_À faire_
Dans l'extrait sur l'enseignement de l'Histoire, changez « Grèce antique » en « Rome antique » et redonnez tout ce qui va de « Stephen MAC SAY, pseudonyme » jusqu'à « de son enseignement. ».

Dans toute société, des conflits sur le contenu de cette Histoire traversent à la fois la représentation du passé (travail d'historien) et la présentation de ce passé (travail d'enseignant).
D'intentions différentes et distants dans le temps, dans des registres différents, Stephen MAC SAY d'une part et Laurence De COCK et Emmanuelle PICARD d'autre part nous entretiennent de ce processus de fabrication et de présentation de l'Histoire. D'autres auteurs bien entendus se sont attachés à l'étude des conditions de la transmission de la connaissance du passé et même participent aux luttes menées dans le cadre de la définition des politiques scolaires. Une des études les plus récentes, celle de Vincent BADRÉ, de 2012, est une étude systématique des manuels scolaires d'histoire pour le lycée et le collège.
Stephen MAC SAY, pseudonyme de Stanislas Alcide MASSET (1884-1972), partisan d'un enseignement libertaire et antimilitariste convaincu, aborde de manière polémique et détaillée comment l'Histoire est construite et enseignée. Dans L'Histoire devant l'homme et devant l'enfant (1972), l'auteur fait un survol assez précis à la fois de la constitution d'une Histoire (depuis la Grèce antique) et de son enseignement.

_Informations fournies_
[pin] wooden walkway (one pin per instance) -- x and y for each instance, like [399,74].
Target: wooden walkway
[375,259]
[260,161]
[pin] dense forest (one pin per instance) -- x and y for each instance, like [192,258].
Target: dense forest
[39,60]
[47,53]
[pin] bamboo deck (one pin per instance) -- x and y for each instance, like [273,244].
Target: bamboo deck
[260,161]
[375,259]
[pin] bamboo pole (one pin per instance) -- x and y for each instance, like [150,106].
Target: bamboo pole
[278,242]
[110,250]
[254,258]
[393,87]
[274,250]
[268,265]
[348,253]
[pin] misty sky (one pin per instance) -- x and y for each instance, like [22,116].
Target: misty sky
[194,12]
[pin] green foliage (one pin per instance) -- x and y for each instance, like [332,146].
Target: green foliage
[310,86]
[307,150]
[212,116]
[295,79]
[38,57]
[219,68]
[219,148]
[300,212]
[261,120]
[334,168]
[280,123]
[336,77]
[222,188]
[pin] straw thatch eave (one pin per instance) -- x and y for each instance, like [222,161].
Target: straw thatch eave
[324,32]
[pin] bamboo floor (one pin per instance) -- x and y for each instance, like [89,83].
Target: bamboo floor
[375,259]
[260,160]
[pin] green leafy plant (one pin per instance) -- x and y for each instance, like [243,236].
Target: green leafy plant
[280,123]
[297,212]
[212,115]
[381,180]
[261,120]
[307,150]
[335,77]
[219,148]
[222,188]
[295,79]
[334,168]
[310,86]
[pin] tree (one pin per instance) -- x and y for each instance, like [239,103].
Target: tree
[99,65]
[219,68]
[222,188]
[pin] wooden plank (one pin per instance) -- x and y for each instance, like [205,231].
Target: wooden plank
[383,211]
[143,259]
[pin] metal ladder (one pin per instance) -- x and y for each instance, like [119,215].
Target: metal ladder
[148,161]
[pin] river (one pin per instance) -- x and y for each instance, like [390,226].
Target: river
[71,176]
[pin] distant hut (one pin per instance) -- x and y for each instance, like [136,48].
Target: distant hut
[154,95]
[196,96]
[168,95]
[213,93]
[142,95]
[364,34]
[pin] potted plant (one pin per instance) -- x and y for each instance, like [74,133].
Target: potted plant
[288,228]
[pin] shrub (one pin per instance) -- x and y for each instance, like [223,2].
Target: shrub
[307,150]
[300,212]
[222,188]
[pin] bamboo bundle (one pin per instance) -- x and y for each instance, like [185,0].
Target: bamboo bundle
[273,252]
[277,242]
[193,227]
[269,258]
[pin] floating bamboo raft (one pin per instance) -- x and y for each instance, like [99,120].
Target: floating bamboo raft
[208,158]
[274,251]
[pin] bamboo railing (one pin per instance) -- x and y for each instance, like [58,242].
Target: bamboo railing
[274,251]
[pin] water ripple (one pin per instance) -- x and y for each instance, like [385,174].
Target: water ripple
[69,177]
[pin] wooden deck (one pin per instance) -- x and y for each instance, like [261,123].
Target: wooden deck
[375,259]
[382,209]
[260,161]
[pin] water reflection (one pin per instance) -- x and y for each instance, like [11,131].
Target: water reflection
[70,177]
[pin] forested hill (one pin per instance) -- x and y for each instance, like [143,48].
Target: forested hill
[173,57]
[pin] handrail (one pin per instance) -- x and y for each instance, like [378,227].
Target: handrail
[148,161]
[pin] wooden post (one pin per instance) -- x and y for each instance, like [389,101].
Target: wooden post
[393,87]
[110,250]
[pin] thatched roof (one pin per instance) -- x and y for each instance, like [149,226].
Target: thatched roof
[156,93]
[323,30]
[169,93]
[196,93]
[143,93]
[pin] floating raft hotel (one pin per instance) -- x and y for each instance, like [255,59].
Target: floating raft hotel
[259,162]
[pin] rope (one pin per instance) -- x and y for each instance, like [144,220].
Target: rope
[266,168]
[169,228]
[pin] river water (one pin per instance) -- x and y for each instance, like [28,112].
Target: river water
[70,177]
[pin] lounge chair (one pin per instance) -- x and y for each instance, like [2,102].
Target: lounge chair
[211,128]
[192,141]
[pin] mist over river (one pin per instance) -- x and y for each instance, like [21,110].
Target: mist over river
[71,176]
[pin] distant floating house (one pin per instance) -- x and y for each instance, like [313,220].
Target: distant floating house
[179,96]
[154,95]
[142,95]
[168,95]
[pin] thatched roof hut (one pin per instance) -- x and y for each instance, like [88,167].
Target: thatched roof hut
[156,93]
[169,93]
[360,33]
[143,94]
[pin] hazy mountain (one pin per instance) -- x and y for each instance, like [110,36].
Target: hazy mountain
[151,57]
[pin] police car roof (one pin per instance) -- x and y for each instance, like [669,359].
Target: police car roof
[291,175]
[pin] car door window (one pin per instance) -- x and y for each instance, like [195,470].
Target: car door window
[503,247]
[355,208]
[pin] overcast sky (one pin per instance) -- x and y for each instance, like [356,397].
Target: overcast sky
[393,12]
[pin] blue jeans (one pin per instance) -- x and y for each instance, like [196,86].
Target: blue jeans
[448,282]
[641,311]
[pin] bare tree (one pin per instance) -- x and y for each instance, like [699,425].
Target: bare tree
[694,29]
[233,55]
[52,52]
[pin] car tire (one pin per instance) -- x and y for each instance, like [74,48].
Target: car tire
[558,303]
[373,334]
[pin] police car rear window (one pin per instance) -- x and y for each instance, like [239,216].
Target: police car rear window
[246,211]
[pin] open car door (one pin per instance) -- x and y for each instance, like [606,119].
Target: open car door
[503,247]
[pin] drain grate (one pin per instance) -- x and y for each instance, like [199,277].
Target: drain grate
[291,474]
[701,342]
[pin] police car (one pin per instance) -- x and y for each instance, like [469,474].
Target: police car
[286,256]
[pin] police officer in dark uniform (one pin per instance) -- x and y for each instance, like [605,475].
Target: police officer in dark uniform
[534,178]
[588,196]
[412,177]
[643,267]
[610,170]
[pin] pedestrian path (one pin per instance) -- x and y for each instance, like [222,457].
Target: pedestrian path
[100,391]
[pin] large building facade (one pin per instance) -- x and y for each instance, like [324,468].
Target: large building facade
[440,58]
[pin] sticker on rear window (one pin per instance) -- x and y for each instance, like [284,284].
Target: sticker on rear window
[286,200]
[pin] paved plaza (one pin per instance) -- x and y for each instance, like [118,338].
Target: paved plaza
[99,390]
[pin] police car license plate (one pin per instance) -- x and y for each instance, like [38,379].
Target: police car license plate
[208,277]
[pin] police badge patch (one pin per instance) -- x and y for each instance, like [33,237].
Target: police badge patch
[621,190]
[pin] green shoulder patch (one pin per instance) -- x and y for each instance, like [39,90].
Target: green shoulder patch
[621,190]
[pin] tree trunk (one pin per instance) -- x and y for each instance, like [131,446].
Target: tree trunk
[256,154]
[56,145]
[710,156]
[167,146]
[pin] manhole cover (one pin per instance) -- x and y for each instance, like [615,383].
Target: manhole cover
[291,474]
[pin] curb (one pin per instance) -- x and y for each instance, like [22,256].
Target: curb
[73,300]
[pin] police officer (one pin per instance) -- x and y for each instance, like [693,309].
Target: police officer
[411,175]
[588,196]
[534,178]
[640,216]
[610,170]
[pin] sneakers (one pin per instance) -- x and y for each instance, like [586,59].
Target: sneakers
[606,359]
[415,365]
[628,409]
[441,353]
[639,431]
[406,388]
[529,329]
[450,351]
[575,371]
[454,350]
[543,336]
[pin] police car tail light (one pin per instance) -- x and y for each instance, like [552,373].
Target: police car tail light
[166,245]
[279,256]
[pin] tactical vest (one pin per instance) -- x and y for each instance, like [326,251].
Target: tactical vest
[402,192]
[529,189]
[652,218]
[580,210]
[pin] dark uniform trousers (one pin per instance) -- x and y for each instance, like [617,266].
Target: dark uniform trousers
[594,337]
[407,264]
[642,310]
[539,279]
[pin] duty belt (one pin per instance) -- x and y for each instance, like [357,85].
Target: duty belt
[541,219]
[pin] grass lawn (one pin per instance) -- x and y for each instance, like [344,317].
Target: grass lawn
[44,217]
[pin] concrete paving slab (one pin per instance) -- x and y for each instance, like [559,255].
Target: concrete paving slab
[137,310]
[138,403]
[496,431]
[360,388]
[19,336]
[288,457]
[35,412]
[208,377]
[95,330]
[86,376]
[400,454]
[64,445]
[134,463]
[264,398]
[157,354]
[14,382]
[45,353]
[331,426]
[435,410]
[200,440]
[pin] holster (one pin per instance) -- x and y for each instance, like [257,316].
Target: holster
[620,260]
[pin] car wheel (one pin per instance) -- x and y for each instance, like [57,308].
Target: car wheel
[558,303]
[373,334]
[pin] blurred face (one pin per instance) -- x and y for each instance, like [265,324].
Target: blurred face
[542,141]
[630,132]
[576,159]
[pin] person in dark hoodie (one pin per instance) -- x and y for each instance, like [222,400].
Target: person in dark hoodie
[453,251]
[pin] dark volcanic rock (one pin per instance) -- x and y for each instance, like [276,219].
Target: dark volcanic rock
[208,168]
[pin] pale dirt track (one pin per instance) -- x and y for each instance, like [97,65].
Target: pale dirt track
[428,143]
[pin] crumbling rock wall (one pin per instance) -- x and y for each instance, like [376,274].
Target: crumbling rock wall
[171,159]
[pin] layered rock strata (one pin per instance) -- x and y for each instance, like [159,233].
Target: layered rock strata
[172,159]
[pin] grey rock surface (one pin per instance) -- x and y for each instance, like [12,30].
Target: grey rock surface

_Réponse attendue_
Stephen MAC SAY, pseudonyme de Stanislas Alcide MASSET (1884-1972), partisan d'un enseignement libertaire et antimilitariste convaincu, aborde de manière polémique et détaillée comment l'Histoire est construite et enseignée. Dans L'Histoire devant l'homme et devant l'enfant (1972), l'auteur fait un survol assez précis à la fois de la constitution d'une Histoire (depuis la Rome antique) et de son enseignement.